Paid search could be in for some big changes on Yahoo. After reaching a new search deal with Microsoft in April that afforded it more autonomy, Yahoo has now announced a separate deal with Google.
Why run two separate deals with different search engines? "Flexibility" was one of the key factors that Yahoo mentioned in its announcement. Interestingly, the new agreements give Yahoo the freedom to pool paid search ads from three sources: Google, Bing, and Yahoo's own Gemini advertising platform.
What Can We Expect from the New Yahoo?
That freedom does include one major limitation: on desktop searches at least 51% of ads must be sourced from Bing.
Yahoo can choose to divvy up the remaining 49% however it wants between Google, its own platform, and any other provider it may strike a deal with. That leaves the following potential shares of desktop advertising on Yahoo:
- Bing: 51% or more
- Google: up to 49%
- Yahoo Gemini: up to 49%
For mobile advertising, that structure goes out the window. Yahoo is free to choose any distribution it wants. It could split 50/50 between Bing and Google, or go all-in on its own Gemini platform. Any combination is up for grabs.

STUDY QUESTIONS:
(1) According to the article on Yahoo's search deals, what minimum share of desktop search ads must be sourced from Bing?
(2) Write the next part of the article on Yahoo's search deals, starting after its final sentence.
The records are drawn from a separate source.

Items from a data source:
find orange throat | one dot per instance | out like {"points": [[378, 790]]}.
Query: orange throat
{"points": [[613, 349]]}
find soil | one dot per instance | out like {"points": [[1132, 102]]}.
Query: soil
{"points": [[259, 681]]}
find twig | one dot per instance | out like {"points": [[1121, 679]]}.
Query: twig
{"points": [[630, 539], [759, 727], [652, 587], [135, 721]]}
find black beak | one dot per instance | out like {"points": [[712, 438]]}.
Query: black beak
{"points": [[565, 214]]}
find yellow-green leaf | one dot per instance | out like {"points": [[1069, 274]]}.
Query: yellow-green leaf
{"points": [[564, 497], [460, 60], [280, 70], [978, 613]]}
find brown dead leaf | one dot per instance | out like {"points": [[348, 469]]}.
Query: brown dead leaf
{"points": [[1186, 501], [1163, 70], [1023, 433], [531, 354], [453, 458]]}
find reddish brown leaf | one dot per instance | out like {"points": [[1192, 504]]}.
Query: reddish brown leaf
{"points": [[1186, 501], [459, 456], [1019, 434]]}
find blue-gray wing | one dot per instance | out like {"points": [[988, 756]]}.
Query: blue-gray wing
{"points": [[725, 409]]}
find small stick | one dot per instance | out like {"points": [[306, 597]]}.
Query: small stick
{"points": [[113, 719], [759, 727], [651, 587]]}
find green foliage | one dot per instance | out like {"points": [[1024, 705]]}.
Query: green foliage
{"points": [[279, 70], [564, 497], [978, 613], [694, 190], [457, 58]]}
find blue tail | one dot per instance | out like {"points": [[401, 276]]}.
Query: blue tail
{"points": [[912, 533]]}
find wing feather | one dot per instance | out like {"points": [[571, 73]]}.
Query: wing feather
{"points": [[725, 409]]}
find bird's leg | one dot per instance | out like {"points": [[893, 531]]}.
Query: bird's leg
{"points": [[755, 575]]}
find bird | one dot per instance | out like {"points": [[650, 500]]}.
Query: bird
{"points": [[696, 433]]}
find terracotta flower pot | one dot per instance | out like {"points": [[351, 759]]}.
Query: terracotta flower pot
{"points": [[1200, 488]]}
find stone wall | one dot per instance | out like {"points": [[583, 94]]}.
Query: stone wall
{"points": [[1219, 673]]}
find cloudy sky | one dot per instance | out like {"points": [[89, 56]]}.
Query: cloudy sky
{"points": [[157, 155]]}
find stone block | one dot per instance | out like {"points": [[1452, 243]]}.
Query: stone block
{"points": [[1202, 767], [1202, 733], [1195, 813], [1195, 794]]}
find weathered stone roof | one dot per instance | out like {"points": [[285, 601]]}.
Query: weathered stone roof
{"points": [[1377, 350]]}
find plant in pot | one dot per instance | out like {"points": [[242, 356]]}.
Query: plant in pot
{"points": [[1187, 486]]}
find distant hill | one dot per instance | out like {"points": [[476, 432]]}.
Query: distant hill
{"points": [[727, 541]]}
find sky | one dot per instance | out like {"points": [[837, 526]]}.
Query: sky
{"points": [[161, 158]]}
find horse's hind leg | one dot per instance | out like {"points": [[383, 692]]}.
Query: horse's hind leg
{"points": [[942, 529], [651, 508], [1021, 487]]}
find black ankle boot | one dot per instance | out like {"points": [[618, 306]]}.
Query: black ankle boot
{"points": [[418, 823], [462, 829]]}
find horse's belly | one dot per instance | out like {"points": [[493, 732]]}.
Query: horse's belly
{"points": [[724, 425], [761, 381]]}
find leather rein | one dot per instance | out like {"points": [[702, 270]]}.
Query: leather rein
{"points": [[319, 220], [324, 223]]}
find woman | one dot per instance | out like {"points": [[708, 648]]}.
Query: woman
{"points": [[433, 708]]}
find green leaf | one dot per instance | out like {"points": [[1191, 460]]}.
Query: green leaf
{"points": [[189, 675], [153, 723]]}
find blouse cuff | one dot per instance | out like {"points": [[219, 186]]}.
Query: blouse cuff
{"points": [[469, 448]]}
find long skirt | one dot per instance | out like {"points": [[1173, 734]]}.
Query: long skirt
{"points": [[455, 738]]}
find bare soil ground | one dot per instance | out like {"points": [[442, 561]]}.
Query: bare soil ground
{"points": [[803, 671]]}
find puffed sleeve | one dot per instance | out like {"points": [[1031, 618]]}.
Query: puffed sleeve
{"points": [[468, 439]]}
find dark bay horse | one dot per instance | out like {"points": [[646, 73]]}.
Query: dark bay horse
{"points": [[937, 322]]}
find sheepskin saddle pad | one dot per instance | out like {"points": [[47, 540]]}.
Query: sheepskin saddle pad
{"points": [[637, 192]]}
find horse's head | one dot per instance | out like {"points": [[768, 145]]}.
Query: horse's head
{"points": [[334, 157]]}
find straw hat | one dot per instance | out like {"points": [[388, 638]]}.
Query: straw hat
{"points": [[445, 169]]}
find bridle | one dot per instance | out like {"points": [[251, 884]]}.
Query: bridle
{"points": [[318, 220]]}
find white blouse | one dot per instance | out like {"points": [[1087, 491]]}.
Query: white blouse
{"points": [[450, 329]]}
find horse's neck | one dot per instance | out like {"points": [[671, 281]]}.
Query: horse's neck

ANSWERS FOR THE EXERCISE:
(1) At least 51%.

(2)
What Geographies Do These Deals Cover?
The Yahoo-Bing agreement is described as a "global partnership."
The Yahoo-Google deal covers North America as well as some parts of South America, Asia, and Oceania. The full list is available about halfway into the Search Engine Land article.
How Will Things Change?
With the requirement of 51% share for Bing on desktop search, Yahoo won't completely change overnight. However, we've already started observing significant shifts in our quarterly report on branded keywords, so the Google deal is likely to magnify those. As always, we'll be keeping a close eye on those trends in upcoming reports!